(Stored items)
════════════════
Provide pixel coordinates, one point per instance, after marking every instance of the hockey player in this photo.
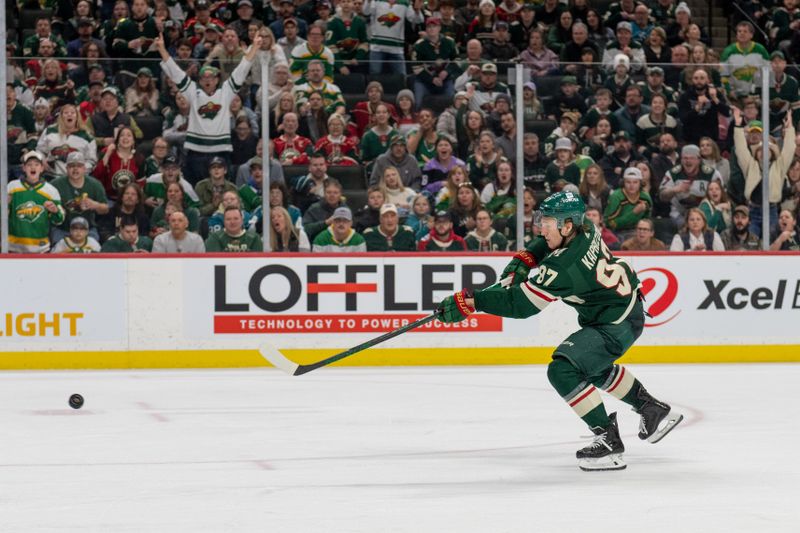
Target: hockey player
(576, 267)
(209, 133)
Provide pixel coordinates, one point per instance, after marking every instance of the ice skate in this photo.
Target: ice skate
(656, 419)
(605, 451)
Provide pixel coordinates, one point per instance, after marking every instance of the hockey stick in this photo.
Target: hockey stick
(274, 356)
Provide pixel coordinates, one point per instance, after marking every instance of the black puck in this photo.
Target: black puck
(76, 401)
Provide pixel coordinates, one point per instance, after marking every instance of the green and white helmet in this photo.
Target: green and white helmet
(563, 206)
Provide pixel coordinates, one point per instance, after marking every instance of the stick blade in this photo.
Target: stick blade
(277, 359)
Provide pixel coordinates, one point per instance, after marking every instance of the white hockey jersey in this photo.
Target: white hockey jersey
(209, 127)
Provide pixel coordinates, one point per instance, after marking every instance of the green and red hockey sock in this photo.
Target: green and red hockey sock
(621, 384)
(582, 396)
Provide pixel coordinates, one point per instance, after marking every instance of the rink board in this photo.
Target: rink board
(213, 311)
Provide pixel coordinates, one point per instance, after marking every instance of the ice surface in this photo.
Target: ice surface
(472, 449)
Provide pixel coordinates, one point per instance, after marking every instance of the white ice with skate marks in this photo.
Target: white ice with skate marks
(468, 449)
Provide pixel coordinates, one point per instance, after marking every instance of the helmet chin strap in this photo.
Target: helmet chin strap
(566, 239)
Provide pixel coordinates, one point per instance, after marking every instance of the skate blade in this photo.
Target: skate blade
(670, 422)
(609, 462)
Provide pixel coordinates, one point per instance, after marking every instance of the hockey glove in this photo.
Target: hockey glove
(518, 269)
(454, 308)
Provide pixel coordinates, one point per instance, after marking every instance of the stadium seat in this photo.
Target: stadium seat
(350, 177)
(151, 127)
(352, 84)
(392, 83)
(28, 17)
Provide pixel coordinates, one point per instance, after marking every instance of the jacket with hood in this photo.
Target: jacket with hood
(780, 160)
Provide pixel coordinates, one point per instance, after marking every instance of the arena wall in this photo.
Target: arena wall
(144, 311)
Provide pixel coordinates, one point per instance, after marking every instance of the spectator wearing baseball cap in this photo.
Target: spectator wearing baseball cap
(211, 189)
(133, 39)
(685, 184)
(481, 27)
(234, 237)
(362, 112)
(434, 56)
(452, 26)
(624, 44)
(628, 205)
(484, 238)
(388, 34)
(196, 26)
(537, 57)
(644, 239)
(78, 240)
(390, 235)
(500, 48)
(483, 94)
(738, 237)
(397, 156)
(615, 162)
(561, 32)
(651, 126)
(569, 98)
(441, 237)
(108, 118)
(142, 97)
(340, 235)
(347, 39)
(208, 134)
(563, 170)
(641, 25)
(244, 17)
(548, 13)
(155, 186)
(654, 84)
(34, 206)
(291, 38)
(81, 196)
(508, 11)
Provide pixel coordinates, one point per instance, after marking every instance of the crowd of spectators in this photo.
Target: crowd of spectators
(137, 127)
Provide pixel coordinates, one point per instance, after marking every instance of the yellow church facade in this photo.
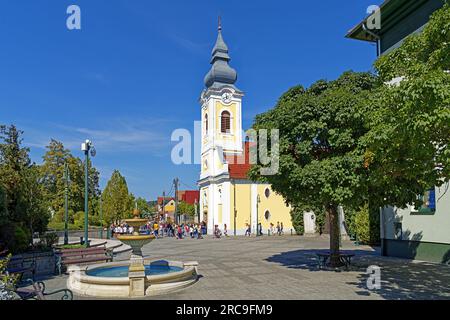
════════════════
Problem to work on:
Drop the images and repeat the data exactly.

Answer below:
Provide pixel coordinates, one point per instance, after marking every instance of the hockey player in this photo.
Target: hockey player
(576, 267)
(209, 133)
Provide pixel coordinates, one point per instance, after marking every instance of the ice skate in this photo.
Target: ice skate
(656, 419)
(605, 451)
Provide pixel coordinates, one point per instance, after marking every instance of the hockey stick in this photo.
Target: hockey stick
(274, 356)
Provide pixel coordinates, one point per instance, after marking every instance of the black puck in this photo.
Target: black puck
(76, 401)
Provide pixel coordinates, one point per instance, after marking every instance of the green and white helmet in this photo.
Target: green and white helmet
(563, 206)
Provide pixel coordinates, one point per instance, after marking every instance of the stick blade in this photo.
Target: stick blade
(277, 359)
Provide pixel coordinates, one point per instance, after marking every instance of the white hockey jersey in this photo.
Target: white hockey jersey
(209, 127)
Provide pixel coordinates, one point per instance, after marking every instance of the green and red hockey sock in this photo.
Target: green and red hockey sock
(621, 384)
(582, 396)
Provide pixel coordinates, one point per instance, after marking every instance of the rink board in this photo.
Target: rink board
(213, 311)
Provide pixel coordinates, one point per instance, after marking every instance of the ice surface in this photo.
Target: ice surface
(472, 449)
Provide pixel coordinates, one point per instance, after marking every instance of the white ice with skate marks in this photo.
Target: white ice with skate marks
(468, 449)
Provide pixel coordinates, one point per instance, after marking every instance of the helmet chin strap in this photo.
Target: helmet chin strap
(566, 239)
Provide pixel coordinates, one point per instance, after marking every instance of the skate blade in this photo.
Target: skate blade
(670, 422)
(609, 462)
Provide pixel coordinates, one point per instance, after marking every instance of the hockey glove in this photo.
Target: hockey glove
(518, 269)
(454, 308)
Provide pixel coordinates, one point per instance, after marking every instance of the stadium seat in this photo.
Target: stadium seat
(350, 177)
(151, 127)
(352, 84)
(392, 83)
(28, 17)
Provide pixel coordinates, one point per instance, after marking every instance of the jacket with hood in this photo.
Target: jacket with hood
(780, 160)
Provide pixel coordinates, one point per instance, after marking every instance of the arena wall in this photo.
Target: arena wall
(144, 311)
Provide pixel coordinates, one point per instance, after marking every instance of the spectator wearing baseball cap in this photo.
Target: spectator wearing baseball cap
(211, 189)
(133, 39)
(685, 184)
(481, 27)
(234, 237)
(362, 112)
(434, 56)
(452, 26)
(624, 44)
(628, 205)
(484, 238)
(388, 34)
(196, 26)
(537, 57)
(644, 239)
(78, 240)
(390, 235)
(500, 48)
(483, 94)
(738, 237)
(397, 156)
(615, 162)
(561, 32)
(651, 126)
(569, 98)
(441, 237)
(108, 118)
(142, 97)
(340, 235)
(347, 39)
(208, 134)
(563, 170)
(641, 25)
(244, 17)
(548, 13)
(155, 186)
(654, 84)
(34, 206)
(291, 38)
(81, 196)
(508, 11)
Provide pixel coordinates, one point per instance, after marking every instance of the crowd of spectators in this photo.
Target: crowd of spectators
(137, 127)
Provide pixel coordinates, one point per instance, after marking every instance of the yellow church facade in this photo.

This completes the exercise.